> _TASK TO COMPLETE_
Below are records; extract exactly the lines from the one containing "Where can the puddle" through the last, both included, and keep the pictures out.

■ ■ ■ ■

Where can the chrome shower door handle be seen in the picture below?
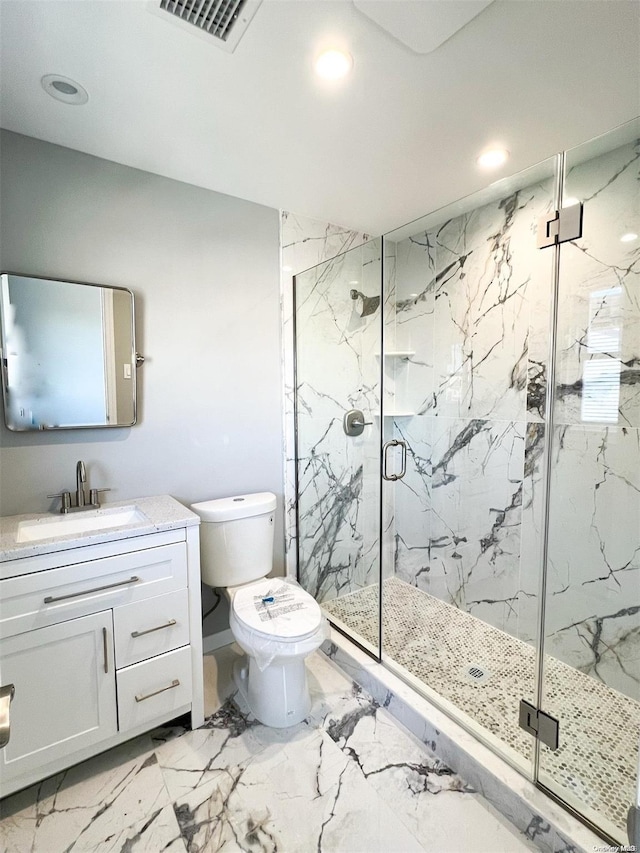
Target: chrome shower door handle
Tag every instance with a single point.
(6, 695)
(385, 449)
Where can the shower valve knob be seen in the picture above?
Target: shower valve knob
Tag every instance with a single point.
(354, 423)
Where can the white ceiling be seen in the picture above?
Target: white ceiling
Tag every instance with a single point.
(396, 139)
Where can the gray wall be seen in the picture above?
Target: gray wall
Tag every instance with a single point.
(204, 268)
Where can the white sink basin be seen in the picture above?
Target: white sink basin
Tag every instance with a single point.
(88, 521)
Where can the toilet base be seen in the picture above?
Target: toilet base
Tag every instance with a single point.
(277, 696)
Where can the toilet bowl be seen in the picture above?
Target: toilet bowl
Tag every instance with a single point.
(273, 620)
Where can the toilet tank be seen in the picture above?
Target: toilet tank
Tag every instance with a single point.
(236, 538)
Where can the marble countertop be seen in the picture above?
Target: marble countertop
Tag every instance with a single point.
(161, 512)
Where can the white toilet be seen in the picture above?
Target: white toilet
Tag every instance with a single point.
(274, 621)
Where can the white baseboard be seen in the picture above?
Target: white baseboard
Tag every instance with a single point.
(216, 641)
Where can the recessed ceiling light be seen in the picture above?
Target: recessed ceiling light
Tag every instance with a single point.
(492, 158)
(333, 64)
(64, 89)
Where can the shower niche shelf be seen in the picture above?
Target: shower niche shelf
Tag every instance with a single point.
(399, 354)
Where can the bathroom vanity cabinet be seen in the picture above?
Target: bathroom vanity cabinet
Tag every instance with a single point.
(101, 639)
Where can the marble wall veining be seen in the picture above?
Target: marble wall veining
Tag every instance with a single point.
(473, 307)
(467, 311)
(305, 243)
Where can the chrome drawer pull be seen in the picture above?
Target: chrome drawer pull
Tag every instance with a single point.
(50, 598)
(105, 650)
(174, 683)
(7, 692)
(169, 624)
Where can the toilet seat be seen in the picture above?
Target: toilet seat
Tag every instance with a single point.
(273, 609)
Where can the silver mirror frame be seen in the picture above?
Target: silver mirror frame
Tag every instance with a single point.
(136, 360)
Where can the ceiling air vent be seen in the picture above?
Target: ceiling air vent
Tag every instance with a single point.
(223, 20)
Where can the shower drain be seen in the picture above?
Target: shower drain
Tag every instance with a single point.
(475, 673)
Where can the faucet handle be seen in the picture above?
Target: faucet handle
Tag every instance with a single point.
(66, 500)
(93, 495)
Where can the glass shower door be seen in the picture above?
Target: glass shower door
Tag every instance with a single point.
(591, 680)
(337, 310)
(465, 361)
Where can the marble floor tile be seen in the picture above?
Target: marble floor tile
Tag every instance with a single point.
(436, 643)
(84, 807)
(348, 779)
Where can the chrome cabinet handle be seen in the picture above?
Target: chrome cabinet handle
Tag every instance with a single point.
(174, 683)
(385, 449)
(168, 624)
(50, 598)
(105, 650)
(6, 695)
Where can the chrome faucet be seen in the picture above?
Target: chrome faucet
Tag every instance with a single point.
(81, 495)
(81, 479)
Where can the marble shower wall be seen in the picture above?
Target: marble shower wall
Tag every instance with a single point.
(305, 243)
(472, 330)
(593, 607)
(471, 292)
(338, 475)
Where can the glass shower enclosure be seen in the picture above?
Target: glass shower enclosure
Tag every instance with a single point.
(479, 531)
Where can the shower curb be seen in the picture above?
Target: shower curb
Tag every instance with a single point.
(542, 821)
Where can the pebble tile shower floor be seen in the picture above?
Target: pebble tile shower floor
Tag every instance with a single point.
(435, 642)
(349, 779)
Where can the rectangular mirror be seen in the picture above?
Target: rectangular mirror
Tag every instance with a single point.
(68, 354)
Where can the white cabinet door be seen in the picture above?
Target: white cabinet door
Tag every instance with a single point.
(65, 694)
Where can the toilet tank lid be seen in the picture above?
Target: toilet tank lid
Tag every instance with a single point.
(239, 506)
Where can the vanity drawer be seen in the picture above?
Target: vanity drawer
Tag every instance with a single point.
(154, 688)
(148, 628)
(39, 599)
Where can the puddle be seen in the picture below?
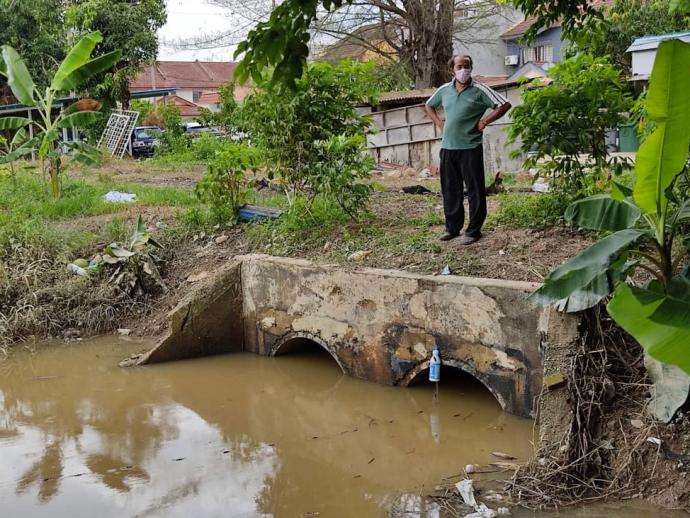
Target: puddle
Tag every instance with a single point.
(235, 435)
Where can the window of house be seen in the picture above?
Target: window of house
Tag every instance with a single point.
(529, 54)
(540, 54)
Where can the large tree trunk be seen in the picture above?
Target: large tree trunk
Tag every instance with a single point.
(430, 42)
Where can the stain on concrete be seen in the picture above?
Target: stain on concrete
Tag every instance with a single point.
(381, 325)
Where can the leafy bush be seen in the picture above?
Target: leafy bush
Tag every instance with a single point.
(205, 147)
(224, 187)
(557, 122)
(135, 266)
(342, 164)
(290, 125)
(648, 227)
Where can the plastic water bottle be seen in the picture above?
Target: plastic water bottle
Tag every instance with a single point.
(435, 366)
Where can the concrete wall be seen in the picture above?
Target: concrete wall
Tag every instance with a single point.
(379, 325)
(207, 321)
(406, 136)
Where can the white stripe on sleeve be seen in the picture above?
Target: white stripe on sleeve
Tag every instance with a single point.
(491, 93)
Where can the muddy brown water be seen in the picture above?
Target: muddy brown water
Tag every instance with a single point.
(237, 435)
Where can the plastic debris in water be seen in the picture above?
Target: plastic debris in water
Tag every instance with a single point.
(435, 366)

■ ■ ■ ■

> _ANSWER TO THIS TASK_
Where can the puddle be seen in the picture below?
Target: puddle
Tag every instance with a single point.
(235, 435)
Where can the window of house be seen in the picture above?
Target: window of house
Tag every instance with a single point.
(529, 54)
(540, 54)
Where can the large tree trunk be seen in the picture above?
Target: large tree trunk
Tag every instance with a single point.
(430, 42)
Where can the stain on concrete be seen in the picture above?
Target: stain on concrete
Tag every instance with a single point.
(381, 325)
Where can the leafy bush be seen in the picture above?
Target: leafy bush
Tag every instance with a single point.
(205, 147)
(224, 187)
(557, 122)
(135, 266)
(342, 164)
(290, 125)
(648, 227)
Where can the plastic water bottle be seen in the picture above?
Target: plastic water bottle
Tag every instance with a single point.
(435, 366)
Where can the concrete wall be seen in the picture above?
Target: concrete wall
Tag every instance with a single point.
(379, 325)
(207, 321)
(406, 136)
Where can the white stripe on sleeve be seen in the picture above?
Target: white stripe on sleeve
Tag every instance with a single point.
(491, 93)
Where can the muddy brown water be seen in the picture above?
Target: muddy brown water
Tag every instance with a single point.
(237, 435)
Where can the plastic debris in water be seen in the picture above?
Target: plastic debris in water
Tag every instance with a single point.
(435, 366)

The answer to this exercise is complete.